= What this task involves =
What follows is a block of records; reproduce all of it verbatim.

= Excerpted data =
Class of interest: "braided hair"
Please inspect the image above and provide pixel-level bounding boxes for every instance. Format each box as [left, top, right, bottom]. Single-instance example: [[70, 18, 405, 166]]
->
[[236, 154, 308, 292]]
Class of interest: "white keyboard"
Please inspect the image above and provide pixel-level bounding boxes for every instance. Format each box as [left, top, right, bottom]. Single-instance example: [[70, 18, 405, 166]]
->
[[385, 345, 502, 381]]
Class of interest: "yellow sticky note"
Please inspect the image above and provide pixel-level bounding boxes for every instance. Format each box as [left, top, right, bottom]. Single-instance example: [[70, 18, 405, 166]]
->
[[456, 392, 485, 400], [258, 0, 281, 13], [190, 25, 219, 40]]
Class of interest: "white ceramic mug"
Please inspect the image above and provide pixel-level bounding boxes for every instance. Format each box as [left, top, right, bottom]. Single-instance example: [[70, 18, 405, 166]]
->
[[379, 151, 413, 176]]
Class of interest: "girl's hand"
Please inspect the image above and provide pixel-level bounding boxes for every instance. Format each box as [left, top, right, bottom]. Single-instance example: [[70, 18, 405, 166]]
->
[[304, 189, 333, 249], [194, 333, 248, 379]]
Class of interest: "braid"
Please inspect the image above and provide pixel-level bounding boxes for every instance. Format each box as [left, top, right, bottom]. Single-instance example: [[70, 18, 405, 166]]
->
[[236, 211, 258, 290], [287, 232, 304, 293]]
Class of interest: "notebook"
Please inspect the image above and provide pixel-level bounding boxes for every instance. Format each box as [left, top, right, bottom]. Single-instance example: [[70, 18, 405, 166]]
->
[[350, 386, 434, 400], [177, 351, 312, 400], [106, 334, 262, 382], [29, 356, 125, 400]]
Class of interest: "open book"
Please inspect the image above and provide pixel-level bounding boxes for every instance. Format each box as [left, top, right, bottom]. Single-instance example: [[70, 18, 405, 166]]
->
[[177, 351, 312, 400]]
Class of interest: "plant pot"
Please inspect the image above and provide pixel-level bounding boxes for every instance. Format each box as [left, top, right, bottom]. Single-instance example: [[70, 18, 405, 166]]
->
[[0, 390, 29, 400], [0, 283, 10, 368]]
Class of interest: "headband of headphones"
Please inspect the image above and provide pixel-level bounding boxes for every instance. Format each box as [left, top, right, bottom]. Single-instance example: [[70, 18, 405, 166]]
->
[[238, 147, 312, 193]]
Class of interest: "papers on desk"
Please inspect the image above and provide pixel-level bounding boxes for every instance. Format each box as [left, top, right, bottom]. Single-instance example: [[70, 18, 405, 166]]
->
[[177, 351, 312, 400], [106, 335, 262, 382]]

= Reply =
Class of interest: "braided hair"
Please inspect the image above and provide pixel-level bounding boxes for every instance. Format each box as [left, top, right, bottom]. Single-instance example: [[70, 18, 405, 166]]
->
[[236, 154, 308, 292]]
Class of interest: "white keyboard"
Please inspect the image above and provide pixel-level bounding boxes for every instance. Format each box as [left, top, right, bottom]. Single-instance example: [[70, 18, 405, 166]]
->
[[385, 345, 502, 381]]
Class of interest: "yellow sticky note"
Please inspect the image above and provide pixel-level bounding boxes for every instance. Format each box as [left, top, right, bottom]. Single-instance example: [[70, 18, 405, 166]]
->
[[456, 392, 485, 400], [258, 0, 281, 13], [190, 25, 219, 40]]
Class of interest: "white ceramic mug"
Please inspect the image above and provide pixel-level bounding boxes for every instance. Format each box as [left, top, right, bottom]. Single-instance example: [[70, 18, 405, 166]]
->
[[379, 151, 413, 176]]
Class of interest: "girl's hand"
Please inspect the image above and provide pixel-level bounding boxes for every instance. Format each box as [left, top, right, bottom]. Single-instance example: [[70, 18, 405, 166]]
->
[[304, 189, 333, 249], [194, 333, 248, 379]]
Class of interest: "braid"
Please inspect the image above and provide pixel-level bounding boxes for every instance. Format each box as [left, top, right, bottom]. Single-instance example: [[70, 18, 405, 166]]
->
[[236, 211, 258, 290], [287, 232, 304, 293]]
Class of interest: "notebook"
Please inspect the image above and provide pixel-level bounding boxes for every instance. Format each box as [left, top, right, bottom]. Single-instance example: [[70, 18, 405, 166]]
->
[[350, 386, 434, 400], [177, 351, 312, 400], [106, 334, 262, 382], [29, 356, 125, 400]]
Class of interest: "open book"
Please inspect the image above and provide pixel-level bounding boxes for every instance. Format each box as [left, top, right, bottom]. Single-instance example: [[70, 18, 405, 166]]
->
[[177, 351, 312, 400]]
Class of interest: "plant pot"
Please inspect the image above and provide pixel-level bounding boxes for every instance. Format each box as [left, top, right, bottom]. Single-instance example: [[70, 18, 405, 166]]
->
[[0, 390, 29, 400], [0, 283, 10, 368]]
Class of interest: "headband of headphones"
Please inspect the image above and provide pixel-level bounding boxes for every instance. Format each box as [left, top, right, bottom]. Single-instance example: [[70, 18, 405, 166]]
->
[[238, 147, 312, 193]]
Class of interest: "papers on desk"
Please inspect the image above and provide pixel-level bounding boxes for every instance. Format each box as [left, top, right, bottom]. Single-instance example: [[70, 18, 405, 166]]
->
[[177, 351, 312, 400], [106, 335, 262, 382]]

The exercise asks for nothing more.